Notice that here the object to the left of <- has the same name as the old object. This allows us to an edit an object with new code as we go along. We will do this later on with saved ggplot2 charts.

View the data, and see that the new variables millions and millions2 are identical.

Now redraw the plot with the millions variable on y axis:

ggplot(salaries_2013, aes(x=team, y=millions, color=team)) + geom_boxplot()

Again, let’s save that chart:

baseball_box <- ggplot(salaries_2013, aes(x=team, y=millions, colour=team)) + geom_boxplot()

Now customize the plot to remove the legend and change the axis labels:

baseball_box + theme(legend.position="none", axis.text.x = element_text(angle=90)) + xlab("Team") + ylab("Salary ($ millions)")

This code introduces the theme function, which is used to custom various aspects of a chart’s appearance.

The final chart should look like this:

Draw column, line and other charts from food stamps data

Now we will draw the variety of charts used in week 2 to illustrate different ways of charting participation over time in the U.S. federal government’s food stamps nutritional assistance program.

Records from a point-labeling set:
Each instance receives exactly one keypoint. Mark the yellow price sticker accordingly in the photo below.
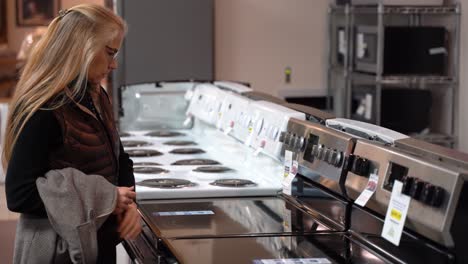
(395, 214)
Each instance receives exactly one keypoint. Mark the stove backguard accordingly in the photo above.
(322, 153)
(153, 106)
(312, 114)
(438, 191)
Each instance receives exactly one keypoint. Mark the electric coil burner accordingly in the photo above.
(149, 170)
(143, 152)
(213, 169)
(146, 163)
(180, 143)
(164, 134)
(125, 134)
(135, 143)
(166, 183)
(187, 151)
(195, 162)
(233, 183)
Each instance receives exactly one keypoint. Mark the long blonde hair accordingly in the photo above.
(64, 54)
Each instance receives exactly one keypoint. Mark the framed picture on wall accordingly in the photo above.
(36, 12)
(3, 28)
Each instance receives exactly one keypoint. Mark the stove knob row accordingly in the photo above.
(293, 142)
(360, 166)
(424, 192)
(328, 155)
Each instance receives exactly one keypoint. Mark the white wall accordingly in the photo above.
(256, 40)
(16, 34)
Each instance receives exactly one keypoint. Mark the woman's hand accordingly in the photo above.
(125, 198)
(129, 223)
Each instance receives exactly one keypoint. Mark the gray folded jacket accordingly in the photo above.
(77, 205)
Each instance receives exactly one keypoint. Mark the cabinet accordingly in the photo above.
(396, 66)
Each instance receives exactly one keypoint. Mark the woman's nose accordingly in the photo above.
(113, 64)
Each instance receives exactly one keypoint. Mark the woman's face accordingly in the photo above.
(105, 61)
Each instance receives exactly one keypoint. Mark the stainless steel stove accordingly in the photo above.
(190, 218)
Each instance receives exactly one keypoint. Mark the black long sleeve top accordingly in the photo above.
(40, 135)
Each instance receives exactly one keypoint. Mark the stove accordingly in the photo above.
(189, 217)
(233, 183)
(233, 86)
(185, 151)
(212, 169)
(134, 153)
(180, 143)
(194, 162)
(135, 143)
(164, 134)
(148, 163)
(159, 105)
(150, 170)
(436, 194)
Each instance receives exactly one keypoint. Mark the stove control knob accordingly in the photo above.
(292, 142)
(287, 138)
(314, 150)
(432, 195)
(360, 166)
(416, 189)
(320, 151)
(300, 144)
(282, 136)
(326, 154)
(275, 133)
(332, 157)
(427, 193)
(407, 183)
(338, 159)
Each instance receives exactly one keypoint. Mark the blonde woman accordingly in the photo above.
(61, 117)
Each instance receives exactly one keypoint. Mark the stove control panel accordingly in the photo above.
(269, 120)
(434, 188)
(321, 151)
(206, 102)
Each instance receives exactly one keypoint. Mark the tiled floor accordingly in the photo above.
(7, 229)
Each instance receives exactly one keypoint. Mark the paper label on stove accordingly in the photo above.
(396, 214)
(369, 190)
(187, 121)
(258, 151)
(287, 220)
(290, 174)
(292, 261)
(179, 213)
(368, 106)
(248, 141)
(287, 162)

Requirements:
a) Copy the passage of the ggplot2 tutorial that starts with "Notice that here" and goes on through "saved ggplot2 charts.".
b) In the ggplot2 tutorial, which two new variables are described as identical?
c) Continue the ggplot2 tutorial from its final sentence.
Nothing in the records is required for this work.

Responses per task:
a)
Notice that here the object to the left of <- has the same name as the old object. This allows us to an edit an object with new code as we go along. We will do this later on with saved ggplot2 charts.

b) millions and millions2

c)
First import the food stamps data. The number of participants is in thousands. Again we can make a new column giving the number in millions:

food_stamps <- mutate(food_stamps, mil_particip=particip/1000)

First create a basic plot area with no layers:

food_stamps_chart <- ggplot(food_stamps, aes(x=year, y=mil_particip)) + coord_cartesian(xlim = c(1968, 2014), ylim = c(0, 50)) + xlab("Year") + ylab("Participants (millions)")

Notice how the ranges for the X and Y axes have been set after looking at the data to see the maximum values.

Now we can use this object as the base to draw charts of different types. Let’s start with a column chart. To make the height of the columns correspond to data values we use stat="identity". Other options for geom_bar are explained here.

food_stamps_chart + geom_bar(stat="identity") + ggtitle("Column chart")

Notice the use of ggtitle to add a title to the chart.

And now a series of other chart types:

# line chart, note use of "size" to draw thicker line
food_stamps_chart + geom_line(size=2) + ggtitle("Line chart")

# dot-and-line chart, note how more than one layer can be added to the chart
food_stamps_chart + geom_line() + geom_point(size=4) + ggtitle("Dot-and-line chart")

# dot-column chart, note the more complex code to draw the vertical lines
food_stamps_chart + geom_linerange(aes(ymax=0,ymin=mil_particip)) + geom_point(size=4) + ggtitle("Dot-column chart")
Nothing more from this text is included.